GIVEN EXERCISE A =
From the records below, extract every line that contains the string "woman". Treat the match as case-sensitive.

EXTRACT TO READ =
################
But I don’t think like that is the only case, we need to have Kubernetes as in service from AWS. So it would be just kind of automation from point of cluster scaling but the issues like, which the native applications face, those will not be addressed and I don’t think that would be a great success. When we look at Google container engine, what is that? It is a container service from Google on top of Kubernetes. But nowadays, people don’t prefer to be a vendor lock in kind of thing.

[0:12:17.6] VIPUL: Right.

[0:12:18.1] RAHUL: I’m sure, AWS might be having a plan but we have to wait and watch.

[0:12:22.2] VIPUL: Which is also surprising if you think about it because ultimately, people are getting vendor locked into AWS even after using Kubernetes.

This thing I wanted to discuss about is like after you picked up Kubernetes, what other things do you have to do to get started with integrating with Kubernetes and how exactly did you map the whole Kubernetes along with the existing development cycle?

[0:12:47.4] RAHUL: Yeah, first thing is like, we have to dockerize our app and our application project or something like it was credit on four major components and when we want to deploy our provisional application, we have to bring up all the four components.

The first challenge was like dockerizing our, all the four models of application. So basically they were using Ruby on Rails. So we started off with dockerizing and building it an image. So, after that, the second challenge or the second choice was like which Docker image registry to choose and how to build automatically images for Docker. That one was basically addressed by Vishal and he can put up more light on like how we automated our building image pipeline for our application.

[0:13:42.2] VISHAL: Yeah, thanks Rahul. Our first challenge was to build the Docker image for our application and as Rahul mentioned that there were a couple of models are components, our application was divided into. So it was a bit challenging to build a Docker image for that application. Initially, we did with a basic Docker file and not worrying too much about cache layering and cache busting in the Docker file.

Initially, we tried to manually build the image and also did not worry about how much time it takes to build that image. With some experience, we then optimized the image building logic. Then the next challenge was…

[0:14:29.0] VIPUL: Do you remember how long it took like initially to build your images?

[0:14:33.6] VISHAL: Yes, initially it was taking about half an hour then with some optimizations, we reduced that time to just five to six minutes. Yeah, it was a major learning from that optimizations.

[0:14:50.1] VIPUL: How can that be such a big optimization like did you use a different service or what exactly did you do like to gain, I believe you are doing this image building by yourself now, right?

[0:15:03.9] VISHAL: Yes. I believe earlier it was taking up around half an hour to build an image but that was happening when we build the image on our Docker Cloud, our Docker Hub actually. Docker has two services, one is Docker Hub and one is Docker Cloud.

On both of those, if we build that image due to resource constraints, it was taking so much time and the image building logic that they have is kind of sequential, you cannot build two image at the same time. So ultimately, we found that it was not working as intended so instead of building on Docker Cloud, we thought of building it ourselves and then we decided to use Jenkins to build the images on our own service.
################
WORKING DATA =
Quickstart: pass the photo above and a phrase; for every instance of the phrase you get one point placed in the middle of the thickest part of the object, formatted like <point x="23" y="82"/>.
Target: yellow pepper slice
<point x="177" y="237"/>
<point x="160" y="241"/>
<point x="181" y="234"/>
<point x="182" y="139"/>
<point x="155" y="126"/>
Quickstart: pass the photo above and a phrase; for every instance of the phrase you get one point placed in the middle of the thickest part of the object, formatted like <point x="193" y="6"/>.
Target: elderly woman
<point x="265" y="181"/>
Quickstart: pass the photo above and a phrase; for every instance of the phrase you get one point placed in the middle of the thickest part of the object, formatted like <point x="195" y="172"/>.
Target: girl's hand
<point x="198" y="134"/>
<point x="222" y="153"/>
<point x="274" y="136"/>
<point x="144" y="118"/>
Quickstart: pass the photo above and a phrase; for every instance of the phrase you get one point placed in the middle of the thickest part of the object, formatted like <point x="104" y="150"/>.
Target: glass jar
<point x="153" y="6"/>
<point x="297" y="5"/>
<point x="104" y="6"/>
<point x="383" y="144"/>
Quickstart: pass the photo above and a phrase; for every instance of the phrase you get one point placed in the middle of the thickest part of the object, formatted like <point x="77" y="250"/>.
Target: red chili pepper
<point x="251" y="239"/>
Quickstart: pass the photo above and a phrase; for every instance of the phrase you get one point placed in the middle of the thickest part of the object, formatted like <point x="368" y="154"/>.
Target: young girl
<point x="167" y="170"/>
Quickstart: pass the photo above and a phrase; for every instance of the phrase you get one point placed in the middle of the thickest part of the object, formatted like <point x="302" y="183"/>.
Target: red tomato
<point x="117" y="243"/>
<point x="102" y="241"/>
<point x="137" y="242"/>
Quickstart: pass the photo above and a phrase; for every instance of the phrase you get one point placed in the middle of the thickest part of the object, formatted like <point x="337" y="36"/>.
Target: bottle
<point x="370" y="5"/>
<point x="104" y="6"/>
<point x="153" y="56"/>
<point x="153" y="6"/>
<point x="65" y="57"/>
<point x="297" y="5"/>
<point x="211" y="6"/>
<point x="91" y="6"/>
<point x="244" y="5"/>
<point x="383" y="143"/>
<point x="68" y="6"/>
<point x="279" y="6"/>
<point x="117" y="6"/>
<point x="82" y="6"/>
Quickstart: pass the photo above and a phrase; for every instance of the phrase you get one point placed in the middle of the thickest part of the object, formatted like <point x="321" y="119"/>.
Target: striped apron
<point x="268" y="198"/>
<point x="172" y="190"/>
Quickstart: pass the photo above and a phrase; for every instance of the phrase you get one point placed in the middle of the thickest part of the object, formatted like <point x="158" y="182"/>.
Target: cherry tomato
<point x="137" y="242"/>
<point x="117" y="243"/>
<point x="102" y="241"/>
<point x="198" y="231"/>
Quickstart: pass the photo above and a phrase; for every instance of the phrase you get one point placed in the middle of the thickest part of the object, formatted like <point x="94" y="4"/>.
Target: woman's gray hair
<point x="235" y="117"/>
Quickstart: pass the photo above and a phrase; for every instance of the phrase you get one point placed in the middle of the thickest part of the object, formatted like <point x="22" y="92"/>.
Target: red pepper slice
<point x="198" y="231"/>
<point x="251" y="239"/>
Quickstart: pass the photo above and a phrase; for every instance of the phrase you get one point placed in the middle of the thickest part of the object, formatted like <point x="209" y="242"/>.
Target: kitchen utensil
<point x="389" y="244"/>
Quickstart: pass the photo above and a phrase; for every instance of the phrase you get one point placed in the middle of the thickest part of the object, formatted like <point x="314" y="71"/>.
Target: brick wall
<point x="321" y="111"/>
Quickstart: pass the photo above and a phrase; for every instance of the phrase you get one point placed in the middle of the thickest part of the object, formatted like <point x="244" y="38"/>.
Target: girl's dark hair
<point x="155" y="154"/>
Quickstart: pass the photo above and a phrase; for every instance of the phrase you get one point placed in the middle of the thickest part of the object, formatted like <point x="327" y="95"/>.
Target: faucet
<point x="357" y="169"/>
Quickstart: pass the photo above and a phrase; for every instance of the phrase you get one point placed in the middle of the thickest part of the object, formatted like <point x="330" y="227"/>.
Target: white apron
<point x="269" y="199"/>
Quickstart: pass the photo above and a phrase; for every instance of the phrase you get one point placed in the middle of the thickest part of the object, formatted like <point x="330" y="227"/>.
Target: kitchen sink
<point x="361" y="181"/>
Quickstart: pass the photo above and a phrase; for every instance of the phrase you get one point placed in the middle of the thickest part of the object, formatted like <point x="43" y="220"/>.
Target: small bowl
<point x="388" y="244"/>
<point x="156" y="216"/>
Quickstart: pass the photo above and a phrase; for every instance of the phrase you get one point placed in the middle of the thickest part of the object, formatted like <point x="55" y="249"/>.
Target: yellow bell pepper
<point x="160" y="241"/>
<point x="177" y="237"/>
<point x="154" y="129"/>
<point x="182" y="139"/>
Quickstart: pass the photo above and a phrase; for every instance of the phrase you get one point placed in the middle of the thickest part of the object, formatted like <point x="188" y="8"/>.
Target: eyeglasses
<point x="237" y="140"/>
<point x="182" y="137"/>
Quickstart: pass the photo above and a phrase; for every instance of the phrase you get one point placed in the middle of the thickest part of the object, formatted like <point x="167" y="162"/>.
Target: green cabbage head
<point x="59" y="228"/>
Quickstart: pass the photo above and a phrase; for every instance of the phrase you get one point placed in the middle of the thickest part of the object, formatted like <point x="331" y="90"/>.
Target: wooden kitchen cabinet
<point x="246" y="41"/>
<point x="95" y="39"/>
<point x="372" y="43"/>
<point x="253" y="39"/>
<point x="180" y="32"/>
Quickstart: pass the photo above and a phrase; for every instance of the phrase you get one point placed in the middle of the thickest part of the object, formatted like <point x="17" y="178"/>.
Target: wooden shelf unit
################
GIVEN EXERCISE B =
Reproduce word for word the stretch of the Kubernetes discussion above from "[0:12:22.2] VIPUL: Which" through "the four components.".

EXERCISE OUTPUT A =
Target: elderly woman
Target: woman's gray hair

EXERCISE OUTPUT B =
[0:12:22.2] VIPUL: Which is also surprising if you think about it because ultimately, people are getting vendor locked into AWS even after using Kubernetes.

This thing I wanted to discuss about is like after you picked up Kubernetes, what other things do you have to do to get started with integrating with Kubernetes and how exactly did you map the whole Kubernetes along with the existing development cycle?

[0:12:47.4] RAHUL: Yeah, first thing is like, we have to dockerize our app and our application project or something like it was credit on four major components and when we want to deploy our provisional application, we have to bring up all the four components.